• Document segment
────────────────────

Cipro is an antibiotic commonly used to treat UTIs and other kinds of infections. While it has long been a doctor’s staple, there have recently been growing safety concerns fueled by more evidence that its side effects can be really scary. But is it a reason to avoid Cipro, like some websites hurried to advice?
Image credit: consumerreports.org
If you have the habit of reading leaflets that come with the pills you are prescribed, you probably know that the overwhelming majority of drugs have side effects. Fluoroquinolone antibiotics, the group to which Cipro, which is an abbreviated form of ciprofloxacin, belongs, are no exception.
A risky business
Its trade names and versions may vary, as the Cipro family includes such members as Avelox, Levaquin, Baxdela, ofloxacin, and Factive. Many of them are routinely prescribed as a treatment for infections, mostly urinary tract infections. However, more scientific evidence is being accumulated that proves Cipro’s adverse effects may be really dangerous, and FDA warnings follow.
In July, the FDA warned that Cipro should be used with great care–even greater than it had been required before–as its list of serious adverse effects with relatively high prevalence was extended. According to them, it affects the nervous system, which it can damage permanently, and may cause your blood sugar level to drop dramatically. They emphasized that the latter side effect is more likely to manifest in the elderly and those who take anti-diabetes medications. Such drugs aim to reduce blood sugar levels, and when combined with Cipro, can result in a coma.
As if it did not sound scary enough, they warned that mental health is also affected: the effects vary from agitation and nervousness to memory impairment and delirium.
Doctor, can I have some other pill?
That’s what many people who read the warning started to ask their doctors for. In fact, on the one hand, such behavior is normal, as once high prevalence of a dangerous side effect is revealed, it is time to ask your doctor whether you really need the drug in question. There are many physicians who prescribe antibiotics without even trying to think about what mechanisms are involved in a particular infection, and which medication would fit best in this or that case. Some prescribe Cipro just because they have been doing it all along. That is why asking the following questions is a must:
- How is this drug going to help me in my case?
- Are there any side effects?
- How often do such symptoms develop?
- Are there any alternatives that do not have such side effects?
- Are they just as effective?
- What happens if I do not take the drug you are going to prescribe?

────────────────────

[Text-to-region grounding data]
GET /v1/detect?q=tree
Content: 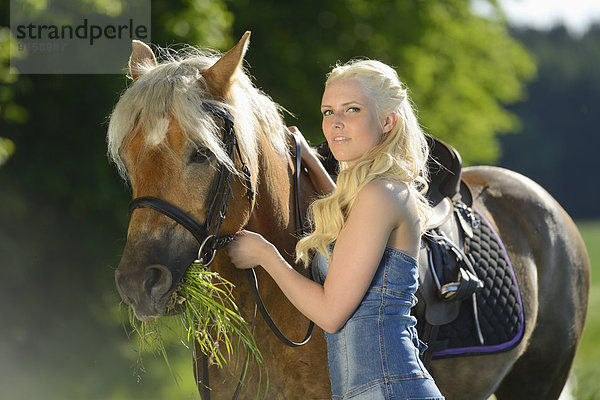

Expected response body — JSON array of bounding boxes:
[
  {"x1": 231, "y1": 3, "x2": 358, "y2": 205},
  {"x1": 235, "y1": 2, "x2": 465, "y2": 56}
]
[
  {"x1": 501, "y1": 26, "x2": 600, "y2": 218},
  {"x1": 229, "y1": 0, "x2": 535, "y2": 163}
]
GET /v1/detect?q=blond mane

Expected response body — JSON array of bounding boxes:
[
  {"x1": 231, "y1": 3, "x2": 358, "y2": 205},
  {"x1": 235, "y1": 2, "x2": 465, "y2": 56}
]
[{"x1": 107, "y1": 47, "x2": 286, "y2": 180}]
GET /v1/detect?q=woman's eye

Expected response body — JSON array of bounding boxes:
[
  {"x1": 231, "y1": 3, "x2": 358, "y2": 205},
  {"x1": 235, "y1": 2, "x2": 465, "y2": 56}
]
[{"x1": 191, "y1": 147, "x2": 213, "y2": 163}]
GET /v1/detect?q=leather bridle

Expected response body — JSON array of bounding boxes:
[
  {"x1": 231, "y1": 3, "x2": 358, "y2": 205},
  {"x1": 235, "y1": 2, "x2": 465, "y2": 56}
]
[{"x1": 129, "y1": 103, "x2": 315, "y2": 399}]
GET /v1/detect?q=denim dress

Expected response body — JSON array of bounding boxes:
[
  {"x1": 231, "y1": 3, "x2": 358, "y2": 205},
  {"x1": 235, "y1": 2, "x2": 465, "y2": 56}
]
[{"x1": 313, "y1": 247, "x2": 444, "y2": 400}]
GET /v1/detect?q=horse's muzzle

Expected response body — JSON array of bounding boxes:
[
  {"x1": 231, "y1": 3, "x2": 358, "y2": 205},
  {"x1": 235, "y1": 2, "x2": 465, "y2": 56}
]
[{"x1": 115, "y1": 264, "x2": 173, "y2": 321}]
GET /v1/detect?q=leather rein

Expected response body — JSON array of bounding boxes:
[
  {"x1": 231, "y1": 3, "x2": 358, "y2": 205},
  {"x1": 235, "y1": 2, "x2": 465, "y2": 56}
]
[{"x1": 129, "y1": 103, "x2": 315, "y2": 399}]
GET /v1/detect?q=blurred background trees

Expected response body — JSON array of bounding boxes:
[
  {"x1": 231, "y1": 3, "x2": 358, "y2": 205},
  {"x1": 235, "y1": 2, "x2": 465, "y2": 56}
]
[{"x1": 0, "y1": 0, "x2": 600, "y2": 399}]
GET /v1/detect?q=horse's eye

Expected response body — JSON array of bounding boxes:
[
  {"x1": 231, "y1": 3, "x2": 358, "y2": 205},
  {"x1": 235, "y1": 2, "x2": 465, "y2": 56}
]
[{"x1": 191, "y1": 147, "x2": 213, "y2": 163}]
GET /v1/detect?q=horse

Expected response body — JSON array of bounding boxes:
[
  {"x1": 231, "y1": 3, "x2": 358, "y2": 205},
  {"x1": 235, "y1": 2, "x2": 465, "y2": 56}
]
[{"x1": 107, "y1": 32, "x2": 590, "y2": 400}]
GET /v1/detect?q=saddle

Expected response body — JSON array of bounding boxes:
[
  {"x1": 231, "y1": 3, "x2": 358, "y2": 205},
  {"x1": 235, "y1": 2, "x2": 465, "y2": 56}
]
[{"x1": 317, "y1": 137, "x2": 483, "y2": 354}]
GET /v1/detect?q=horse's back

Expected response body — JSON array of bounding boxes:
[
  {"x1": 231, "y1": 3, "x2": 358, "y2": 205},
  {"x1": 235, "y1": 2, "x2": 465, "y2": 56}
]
[{"x1": 450, "y1": 167, "x2": 590, "y2": 399}]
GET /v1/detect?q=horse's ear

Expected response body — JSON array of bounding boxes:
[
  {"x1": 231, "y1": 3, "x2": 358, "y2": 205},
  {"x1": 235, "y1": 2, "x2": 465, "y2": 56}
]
[
  {"x1": 202, "y1": 31, "x2": 250, "y2": 98},
  {"x1": 129, "y1": 40, "x2": 157, "y2": 81}
]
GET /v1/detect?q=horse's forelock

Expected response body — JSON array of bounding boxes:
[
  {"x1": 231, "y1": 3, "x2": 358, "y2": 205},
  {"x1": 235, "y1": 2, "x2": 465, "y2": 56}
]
[{"x1": 108, "y1": 48, "x2": 286, "y2": 179}]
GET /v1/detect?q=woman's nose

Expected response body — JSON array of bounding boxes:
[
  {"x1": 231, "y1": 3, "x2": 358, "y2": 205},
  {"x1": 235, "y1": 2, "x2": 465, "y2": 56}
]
[{"x1": 333, "y1": 114, "x2": 344, "y2": 128}]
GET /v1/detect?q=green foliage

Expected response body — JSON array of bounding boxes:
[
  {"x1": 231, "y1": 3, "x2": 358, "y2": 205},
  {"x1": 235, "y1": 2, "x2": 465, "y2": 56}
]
[
  {"x1": 501, "y1": 26, "x2": 600, "y2": 218},
  {"x1": 231, "y1": 0, "x2": 535, "y2": 164}
]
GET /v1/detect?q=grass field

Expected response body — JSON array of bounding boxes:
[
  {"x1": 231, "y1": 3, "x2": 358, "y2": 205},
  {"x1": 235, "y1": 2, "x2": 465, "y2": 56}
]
[{"x1": 574, "y1": 221, "x2": 600, "y2": 400}]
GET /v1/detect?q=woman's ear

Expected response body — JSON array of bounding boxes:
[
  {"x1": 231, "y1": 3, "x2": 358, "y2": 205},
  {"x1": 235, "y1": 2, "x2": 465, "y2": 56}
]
[{"x1": 383, "y1": 112, "x2": 398, "y2": 135}]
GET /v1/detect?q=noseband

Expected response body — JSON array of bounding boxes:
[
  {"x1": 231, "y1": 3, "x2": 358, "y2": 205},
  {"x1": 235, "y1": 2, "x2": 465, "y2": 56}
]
[{"x1": 129, "y1": 103, "x2": 254, "y2": 266}]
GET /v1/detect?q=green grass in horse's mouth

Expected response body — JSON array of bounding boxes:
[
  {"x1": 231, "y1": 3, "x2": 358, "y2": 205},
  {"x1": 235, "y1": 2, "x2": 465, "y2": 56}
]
[{"x1": 129, "y1": 263, "x2": 264, "y2": 380}]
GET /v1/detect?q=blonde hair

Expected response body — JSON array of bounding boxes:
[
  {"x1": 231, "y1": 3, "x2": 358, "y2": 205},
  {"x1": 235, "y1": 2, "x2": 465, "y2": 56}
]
[{"x1": 296, "y1": 60, "x2": 430, "y2": 265}]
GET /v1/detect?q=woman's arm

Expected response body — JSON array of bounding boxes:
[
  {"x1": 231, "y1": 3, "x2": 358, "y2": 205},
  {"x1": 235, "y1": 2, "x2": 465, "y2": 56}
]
[
  {"x1": 228, "y1": 182, "x2": 410, "y2": 333},
  {"x1": 288, "y1": 126, "x2": 335, "y2": 195}
]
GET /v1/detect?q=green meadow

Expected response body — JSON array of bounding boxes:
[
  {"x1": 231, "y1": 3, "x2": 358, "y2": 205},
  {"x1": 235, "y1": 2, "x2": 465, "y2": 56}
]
[{"x1": 573, "y1": 221, "x2": 600, "y2": 400}]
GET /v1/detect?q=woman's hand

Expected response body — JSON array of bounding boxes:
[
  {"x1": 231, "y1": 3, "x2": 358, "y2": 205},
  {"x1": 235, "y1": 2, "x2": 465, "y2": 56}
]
[{"x1": 227, "y1": 230, "x2": 279, "y2": 269}]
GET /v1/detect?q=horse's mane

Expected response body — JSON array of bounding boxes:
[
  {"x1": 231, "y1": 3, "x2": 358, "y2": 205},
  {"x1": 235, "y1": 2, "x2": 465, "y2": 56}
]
[{"x1": 107, "y1": 47, "x2": 286, "y2": 180}]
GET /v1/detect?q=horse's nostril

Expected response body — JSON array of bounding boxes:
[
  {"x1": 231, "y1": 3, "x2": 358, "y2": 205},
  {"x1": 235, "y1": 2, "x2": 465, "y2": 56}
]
[{"x1": 144, "y1": 265, "x2": 173, "y2": 298}]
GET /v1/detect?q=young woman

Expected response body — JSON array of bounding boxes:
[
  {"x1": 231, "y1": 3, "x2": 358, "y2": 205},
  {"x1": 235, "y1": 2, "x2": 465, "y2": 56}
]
[{"x1": 228, "y1": 60, "x2": 443, "y2": 400}]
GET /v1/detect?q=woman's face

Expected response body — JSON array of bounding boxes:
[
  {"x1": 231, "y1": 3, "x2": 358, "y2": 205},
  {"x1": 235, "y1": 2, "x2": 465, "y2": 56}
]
[{"x1": 321, "y1": 78, "x2": 387, "y2": 165}]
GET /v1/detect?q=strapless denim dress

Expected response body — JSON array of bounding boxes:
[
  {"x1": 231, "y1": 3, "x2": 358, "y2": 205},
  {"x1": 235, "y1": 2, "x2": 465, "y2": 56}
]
[{"x1": 313, "y1": 247, "x2": 444, "y2": 400}]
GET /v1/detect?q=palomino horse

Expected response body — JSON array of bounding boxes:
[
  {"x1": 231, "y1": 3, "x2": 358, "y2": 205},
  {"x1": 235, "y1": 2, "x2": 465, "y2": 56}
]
[{"x1": 108, "y1": 33, "x2": 589, "y2": 400}]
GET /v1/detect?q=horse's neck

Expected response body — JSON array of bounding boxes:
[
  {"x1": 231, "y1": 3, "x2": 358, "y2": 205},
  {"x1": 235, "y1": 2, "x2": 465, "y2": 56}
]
[{"x1": 247, "y1": 139, "x2": 298, "y2": 261}]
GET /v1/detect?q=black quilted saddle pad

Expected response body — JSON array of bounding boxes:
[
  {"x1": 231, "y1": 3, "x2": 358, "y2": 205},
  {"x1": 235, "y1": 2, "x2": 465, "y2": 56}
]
[{"x1": 417, "y1": 210, "x2": 524, "y2": 359}]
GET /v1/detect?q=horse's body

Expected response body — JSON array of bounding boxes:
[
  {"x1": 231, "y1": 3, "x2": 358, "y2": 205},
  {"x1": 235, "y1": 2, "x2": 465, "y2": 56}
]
[{"x1": 109, "y1": 35, "x2": 589, "y2": 399}]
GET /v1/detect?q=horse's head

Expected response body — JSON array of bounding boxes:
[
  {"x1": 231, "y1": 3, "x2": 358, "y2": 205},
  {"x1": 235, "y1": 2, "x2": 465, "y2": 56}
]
[{"x1": 108, "y1": 32, "x2": 285, "y2": 320}]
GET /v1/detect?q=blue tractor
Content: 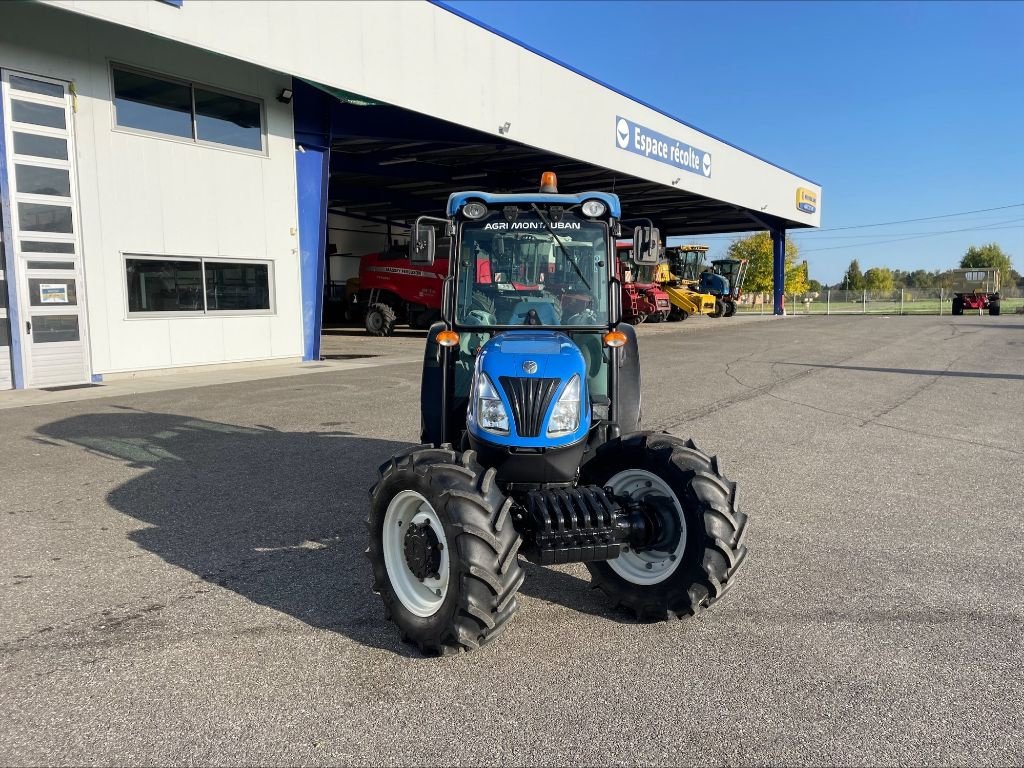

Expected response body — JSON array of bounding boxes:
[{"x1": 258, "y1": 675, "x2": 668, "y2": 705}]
[{"x1": 367, "y1": 173, "x2": 746, "y2": 653}]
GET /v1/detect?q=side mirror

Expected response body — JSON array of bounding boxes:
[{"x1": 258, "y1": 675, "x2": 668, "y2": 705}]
[
  {"x1": 409, "y1": 218, "x2": 437, "y2": 266},
  {"x1": 633, "y1": 226, "x2": 662, "y2": 264}
]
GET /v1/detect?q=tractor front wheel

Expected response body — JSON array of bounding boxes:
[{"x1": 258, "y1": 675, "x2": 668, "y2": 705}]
[
  {"x1": 367, "y1": 446, "x2": 524, "y2": 654},
  {"x1": 366, "y1": 303, "x2": 398, "y2": 336},
  {"x1": 583, "y1": 432, "x2": 746, "y2": 621}
]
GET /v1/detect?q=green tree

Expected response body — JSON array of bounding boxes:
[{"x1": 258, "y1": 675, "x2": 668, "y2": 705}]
[
  {"x1": 728, "y1": 232, "x2": 807, "y2": 294},
  {"x1": 843, "y1": 259, "x2": 864, "y2": 291},
  {"x1": 961, "y1": 243, "x2": 1015, "y2": 286},
  {"x1": 864, "y1": 266, "x2": 895, "y2": 292}
]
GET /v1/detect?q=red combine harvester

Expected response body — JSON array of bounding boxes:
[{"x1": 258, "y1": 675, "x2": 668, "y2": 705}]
[
  {"x1": 348, "y1": 246, "x2": 473, "y2": 336},
  {"x1": 615, "y1": 242, "x2": 672, "y2": 326},
  {"x1": 952, "y1": 266, "x2": 1000, "y2": 314}
]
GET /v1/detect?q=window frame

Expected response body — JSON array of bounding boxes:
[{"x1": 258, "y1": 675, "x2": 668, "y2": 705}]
[
  {"x1": 121, "y1": 251, "x2": 278, "y2": 321},
  {"x1": 108, "y1": 59, "x2": 270, "y2": 158}
]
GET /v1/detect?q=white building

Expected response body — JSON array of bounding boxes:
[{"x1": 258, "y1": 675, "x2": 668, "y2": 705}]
[{"x1": 0, "y1": 0, "x2": 820, "y2": 387}]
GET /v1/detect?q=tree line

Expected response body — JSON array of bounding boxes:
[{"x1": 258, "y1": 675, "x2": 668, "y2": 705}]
[
  {"x1": 831, "y1": 243, "x2": 1024, "y2": 293},
  {"x1": 727, "y1": 232, "x2": 1024, "y2": 295}
]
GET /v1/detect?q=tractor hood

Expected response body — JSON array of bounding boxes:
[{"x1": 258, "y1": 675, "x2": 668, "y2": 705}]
[{"x1": 467, "y1": 331, "x2": 590, "y2": 449}]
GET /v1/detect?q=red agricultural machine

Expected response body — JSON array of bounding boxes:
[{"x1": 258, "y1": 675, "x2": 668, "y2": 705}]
[
  {"x1": 347, "y1": 246, "x2": 447, "y2": 336},
  {"x1": 615, "y1": 243, "x2": 672, "y2": 326},
  {"x1": 952, "y1": 267, "x2": 999, "y2": 314}
]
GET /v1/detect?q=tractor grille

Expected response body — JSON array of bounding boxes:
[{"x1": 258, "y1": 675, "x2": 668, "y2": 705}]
[{"x1": 499, "y1": 376, "x2": 559, "y2": 437}]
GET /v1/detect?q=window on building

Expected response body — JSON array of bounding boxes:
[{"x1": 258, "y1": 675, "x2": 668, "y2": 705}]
[
  {"x1": 114, "y1": 67, "x2": 263, "y2": 152},
  {"x1": 204, "y1": 261, "x2": 270, "y2": 311},
  {"x1": 125, "y1": 256, "x2": 271, "y2": 314}
]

────────────────────

• Assignment 1
Answer these questions from the Cipro article:
(a) What drug name is Cipro an abbreviated form of?
(b) In which month did the FDA issue its warning about Cipro?
(c) Which two groups are more likely to experience the drop in blood sugar?
• Assignment 2
Please reproduce the Cipro article word for word, starting at "That’s what many" and ending at "in my case?".
• Assignment 3
Write the next part of the Cipro article, picking up after its final line.

• Response 1
(a) Ciprofloxacin.
(b) July.
(c) The elderly and those who take anti-diabetes medications.

• Response 2
That’s what many people who read the warning started to ask their doctors for. In fact, on the one hand, such behavior is normal, as once high prevalence of a dangerous side effect is revealed, it is time to ask your doctor whether you really need the drug in question. There are many physicians who prescribe antibiotics without even trying to think about what mechanisms are involved in a particular infection, and which medication would fit best in this or that case. Some prescribe Cipro just because they have been doing it all along. That is why asking the following questions is a must:
- How is this drug going to help me in my case?

• Response 3
Any doctor who is really a professional will not be confused by these questions and is likely to be happy to meet such a diligent patient. However, in some cases Cipro is the only option which can be used, despite its possible side effects.
Some were quick to blame Cipro and many doctors who should “know better”. From the medical point of view, such calls for avoidance of Cipro and the like unless you have bubonic plague or something like that are not professional, if not more dangerous than antibiotics themselves.
First, antibiotics are not used for fun. They are designed to fight infections, and if they are prescribed by professionals, this decision is backed by guidelines and recommendations. Yes, not all infections should or can be treated with Cipro, but there are cases when it is just the drug you need. Take UTIs in males, for instance. In most cases, there is E.coli behind them, and in some areas bacteria are highly resistant to Bactrim, a “milder” antibiotic that is recommended for such patients. It means that in order to treat the disease effectively, a fluoroquinolone is often used.
Second, most adverse effects listed in leaflets are not that common. If they are, it often concerns some groups of patients. In the case of the recent FDA warning, it is the elderly and those suffering from diabetes. For all others, the risk remains low – it remains, but remains low. Nearly all drugs have adverse effects, but we keep on taking them, as their benefits outweigh possible risks.
If you skip Cipro just because someone on the net got scared after reading the leaflet, your infection may spread, land you in hospital and even lead to death. Take everything on the Internet with a pinch of salt–and medical news are a good example.